*Written exercise*:
Output the rows verbatim from the line containing "white plastic sheet" through the last of the rows, including both ends, and leave out the pictures.

Start of Supplied entries

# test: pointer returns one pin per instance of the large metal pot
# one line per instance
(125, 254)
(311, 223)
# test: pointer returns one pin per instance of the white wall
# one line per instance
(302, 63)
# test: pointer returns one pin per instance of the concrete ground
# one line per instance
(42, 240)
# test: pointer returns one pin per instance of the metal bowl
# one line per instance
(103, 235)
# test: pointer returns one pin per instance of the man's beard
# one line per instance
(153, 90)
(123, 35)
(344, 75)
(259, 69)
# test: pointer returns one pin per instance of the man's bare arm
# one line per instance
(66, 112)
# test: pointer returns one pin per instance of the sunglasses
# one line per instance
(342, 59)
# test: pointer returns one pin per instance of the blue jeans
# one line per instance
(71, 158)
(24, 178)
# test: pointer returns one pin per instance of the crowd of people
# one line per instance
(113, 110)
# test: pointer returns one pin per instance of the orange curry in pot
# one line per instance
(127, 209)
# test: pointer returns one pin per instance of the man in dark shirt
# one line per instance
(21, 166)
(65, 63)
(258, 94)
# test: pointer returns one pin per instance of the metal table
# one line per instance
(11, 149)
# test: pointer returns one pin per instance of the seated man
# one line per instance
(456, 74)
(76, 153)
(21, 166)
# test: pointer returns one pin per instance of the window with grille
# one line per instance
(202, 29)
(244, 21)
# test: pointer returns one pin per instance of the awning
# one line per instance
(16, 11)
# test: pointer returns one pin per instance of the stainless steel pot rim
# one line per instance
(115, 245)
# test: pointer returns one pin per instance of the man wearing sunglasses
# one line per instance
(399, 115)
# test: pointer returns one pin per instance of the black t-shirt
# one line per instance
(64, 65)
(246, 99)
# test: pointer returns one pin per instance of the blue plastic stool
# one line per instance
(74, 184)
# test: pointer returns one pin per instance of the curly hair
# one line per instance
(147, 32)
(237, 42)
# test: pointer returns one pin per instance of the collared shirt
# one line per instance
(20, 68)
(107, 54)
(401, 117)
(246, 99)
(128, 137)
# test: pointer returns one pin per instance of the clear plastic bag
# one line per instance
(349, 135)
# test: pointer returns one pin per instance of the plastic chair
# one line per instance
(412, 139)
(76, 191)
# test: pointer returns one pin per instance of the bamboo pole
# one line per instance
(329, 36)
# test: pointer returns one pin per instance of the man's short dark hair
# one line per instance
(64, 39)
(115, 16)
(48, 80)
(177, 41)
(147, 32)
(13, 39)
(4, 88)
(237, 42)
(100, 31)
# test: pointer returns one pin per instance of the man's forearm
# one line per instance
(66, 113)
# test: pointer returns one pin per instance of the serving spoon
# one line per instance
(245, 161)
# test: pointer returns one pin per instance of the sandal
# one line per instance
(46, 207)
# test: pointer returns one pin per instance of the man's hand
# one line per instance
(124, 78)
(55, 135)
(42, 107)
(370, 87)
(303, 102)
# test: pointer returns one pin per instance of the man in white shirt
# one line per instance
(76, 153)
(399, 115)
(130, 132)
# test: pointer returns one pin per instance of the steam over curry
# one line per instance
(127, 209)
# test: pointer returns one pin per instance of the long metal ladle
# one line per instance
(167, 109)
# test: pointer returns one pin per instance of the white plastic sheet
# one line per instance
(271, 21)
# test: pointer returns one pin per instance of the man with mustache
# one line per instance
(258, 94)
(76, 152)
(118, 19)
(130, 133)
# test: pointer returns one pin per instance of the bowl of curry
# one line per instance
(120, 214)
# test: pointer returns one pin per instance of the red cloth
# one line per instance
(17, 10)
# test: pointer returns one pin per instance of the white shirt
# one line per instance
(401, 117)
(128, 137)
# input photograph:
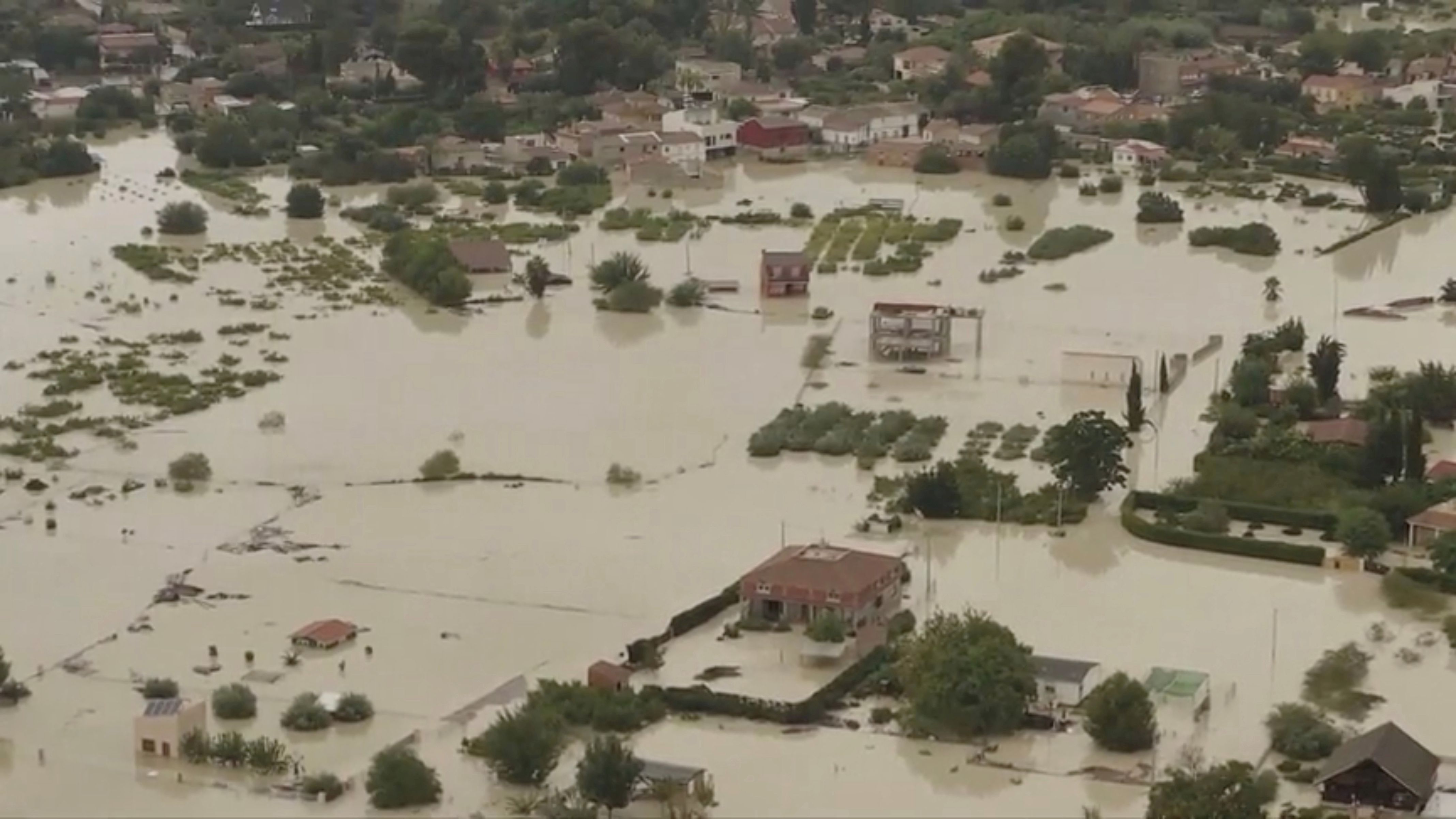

End of Supplied entries

*In response*:
# test: pointer returns one pin per instance of the white plastic sheet
# one line per instance
(271, 21)
# test: pointer returns one pin per instance of the man with mustache
# one line per instance
(258, 94)
(76, 152)
(118, 19)
(130, 133)
# test: pointer returns one pin per instance of the bowl of curry
# one line per instance
(120, 214)
# test: pointer returns one pin per instance of the red cloth
# one line per instance
(17, 10)
# test: pointer returns one pin per instance of the white shirt
# one line per instance
(401, 117)
(128, 137)
# input photograph:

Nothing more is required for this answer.